» SOURCE RECORDS
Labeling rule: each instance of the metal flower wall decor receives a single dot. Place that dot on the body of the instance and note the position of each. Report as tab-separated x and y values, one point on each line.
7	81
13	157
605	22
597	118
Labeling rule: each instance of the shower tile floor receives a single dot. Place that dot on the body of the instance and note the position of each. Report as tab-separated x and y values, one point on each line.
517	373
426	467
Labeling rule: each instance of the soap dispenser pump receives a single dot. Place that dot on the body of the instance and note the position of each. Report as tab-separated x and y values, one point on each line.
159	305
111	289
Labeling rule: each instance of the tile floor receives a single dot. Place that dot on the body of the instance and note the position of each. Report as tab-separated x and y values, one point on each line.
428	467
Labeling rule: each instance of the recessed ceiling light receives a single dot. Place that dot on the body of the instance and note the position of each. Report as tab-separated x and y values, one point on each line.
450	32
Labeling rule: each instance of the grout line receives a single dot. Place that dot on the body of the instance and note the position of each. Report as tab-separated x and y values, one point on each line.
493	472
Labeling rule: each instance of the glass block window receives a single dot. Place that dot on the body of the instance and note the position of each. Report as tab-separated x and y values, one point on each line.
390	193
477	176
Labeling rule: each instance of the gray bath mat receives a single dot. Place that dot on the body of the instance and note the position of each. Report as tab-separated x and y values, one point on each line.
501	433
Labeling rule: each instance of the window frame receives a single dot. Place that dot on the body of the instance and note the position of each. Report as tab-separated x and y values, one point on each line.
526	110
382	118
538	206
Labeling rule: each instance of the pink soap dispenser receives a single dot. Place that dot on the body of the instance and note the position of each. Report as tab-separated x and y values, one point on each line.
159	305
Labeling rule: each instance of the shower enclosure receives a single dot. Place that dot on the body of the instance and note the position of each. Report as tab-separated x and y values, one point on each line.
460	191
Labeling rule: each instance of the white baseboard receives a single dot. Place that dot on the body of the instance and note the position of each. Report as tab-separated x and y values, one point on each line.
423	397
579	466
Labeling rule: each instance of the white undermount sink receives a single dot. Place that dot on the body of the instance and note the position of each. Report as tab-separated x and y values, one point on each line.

» TASK STATEMENT
Please rewrite the lines above, substituting "space-separated" for every "tab-separated" and leaving everything else unchanged.

» EXPECTED ANSWER
Labeling rule: each instance of the metal flower wall decor receives a single dot. Place that dot on the body of the instance and note the position of each. Report as space-separated x and y values, one point on each line.
7	81
13	157
605	22
597	118
Labeling rule: each instance of the shower tile floor receives a single dot. Place that dot on the body of the instance and note the position of each. Report as space-separated x and y values, one point on each line.
517	373
426	467
Labeling rule: each instance of the soap dispenser pump receives a single dot. Place that dot on the body of the instance and note the position of each. Report as space-separated x and y values, one point on each line.
159	305
111	289
Labeling rule: each instance of the tile floor receives a single dot. Place that dot on the body of the instance and note the position of each. Report as space-separated x and y values, one point on each line.
428	467
Labeling rule: each instance of the recessed ceiling light receives a single dot. Place that dot on the body of the instance and note the position of each. Report as space-separated x and y values, one point on each line.
450	32
Labeling rule: each instance of the grout line receives a single dot. Place that dot on the body of the instance and note the position of each. Report as space-separated x and y values, one point on each line.
493	472
Labeling rule: each instance of the glass block window receives a single dot. Place that dot on the body of the instance and note the position of each. Report as space-separated x and y values, one point on each line.
390	193
477	176
Labeling rule: each instance of the gray bath mat receives a single dot. Place that dot on the body of the instance and note the position of each. Report as space-separated x and y values, one point on each line.
501	433
Labeling rule: each instance of the window frame receives a single dot. Place that dot on the body of the instance and note the position of each. Report as space-separated x and y values, one point on each line.
526	110
382	118
538	206
Labeling rule: each instance of the pink soap dispenser receives a single dot. Place that dot on the body of the instance and note the position of each. Report as space-separated x and y values, one point on each line.
159	305
Labeling rule: each instance of the shower enclosure receives a single dot. Place that dot on the body of the instance and note the position of each. Report as space-separated x and y values, one point on each line.
460	191
Labeling rule: each instance of the white baseboard receives a single dot. Place that dot on the body of the instance and note the position of each. Report as space-separated x and y values, one point on each line.
423	397
579	466
Labeling rule: each instance of the white undermount sink receives a single dot. Place that dot on the body of the instance and note the position of each. Report as space-separated x and y values, one point on each line.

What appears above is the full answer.